BEGIN PROVIDED PASSAGE
The University of Hong Kong, Chinese University (CUHK) and the University of Science and Technology (HKUST) have been ranked as the city's top three universities, according to a latest survey.

Media Education Info-tech Co Ltd, a local NGO, which had conducted 12 similar surveys, released four separate university rankings on Monday.

The rankings were based on objective criteria, public polling or polling among middle school headmasters. All returned similar results, with the three universities appearing on the top.

Despite minor changes, the full ranking of the city's top ten universities has not changed much over the past decade.

Among the four rankings was one based on several criteria including admission grades (35 percent), amount of secured research funds and successful fund application rate (30 percent), research output (14 percent), lecturer to student ratio (14 percent) and library collections (7 percent).

In another ranking based on so-called objective criteria, the university was appraised according to the performance of its graduates.

"The rankings remained pretty stable. That is because there are only 10 universities in Hong Kong, whereas in international rankings which involve hundreds of universities, the ranking may show greater changes over the years," said Robert Chung Ting-yiu, director of the Public Opinion Programme of the University of Hong Kong which was commissioned to conduct the public poll.
END PROVIDED PASSAGE
BEGIN THE DATA
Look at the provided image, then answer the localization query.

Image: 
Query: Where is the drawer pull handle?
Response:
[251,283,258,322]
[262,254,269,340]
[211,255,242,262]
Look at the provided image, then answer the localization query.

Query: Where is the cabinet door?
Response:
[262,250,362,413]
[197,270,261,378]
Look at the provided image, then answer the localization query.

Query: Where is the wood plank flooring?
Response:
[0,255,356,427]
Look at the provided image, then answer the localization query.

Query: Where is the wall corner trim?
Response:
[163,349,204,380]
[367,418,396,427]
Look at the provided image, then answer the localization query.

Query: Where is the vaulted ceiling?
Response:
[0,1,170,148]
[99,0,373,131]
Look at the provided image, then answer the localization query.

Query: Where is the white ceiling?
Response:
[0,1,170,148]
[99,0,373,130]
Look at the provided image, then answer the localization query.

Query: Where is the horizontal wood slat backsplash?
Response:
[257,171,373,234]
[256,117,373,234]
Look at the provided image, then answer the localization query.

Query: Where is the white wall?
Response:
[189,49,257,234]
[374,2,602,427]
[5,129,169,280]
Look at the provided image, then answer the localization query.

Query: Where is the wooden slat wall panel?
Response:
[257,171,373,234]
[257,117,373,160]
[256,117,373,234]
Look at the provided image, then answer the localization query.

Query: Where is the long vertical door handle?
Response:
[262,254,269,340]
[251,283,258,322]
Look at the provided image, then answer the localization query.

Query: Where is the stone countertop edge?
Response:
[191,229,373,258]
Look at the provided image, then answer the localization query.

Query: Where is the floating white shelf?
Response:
END THE DATA
== EXERCISE SET ==
**1)** Answer these questions using the passage on Hong Kong university rankings:
(a) Which organization released the four university rankings?
(b) What percentage weight did library collections carry in the criteria-based ranking?
(c) What position does Robert Chung Ting-yiu hold?
**2)** Duplicate everything in the passage on Hong Kong university rankings from "Media Education Info-tech" down to "on the top.".

== YOUR WRITTEN ANSWERS ==
**1)**
(a) Media Education Info-tech Co Ltd, a local NGO.
(b) 7 percent.
(c) He is director of the Public Opinion Programme of the University of Hong Kong.

**2)**
Media Education Info-tech Co Ltd, a local NGO, which had conducted 12 similar surveys, released four separate university rankings on Monday.

The rankings were based on objective criteria, public polling or polling among middle school headmasters. All returned similar results, with the three universities appearing on the top.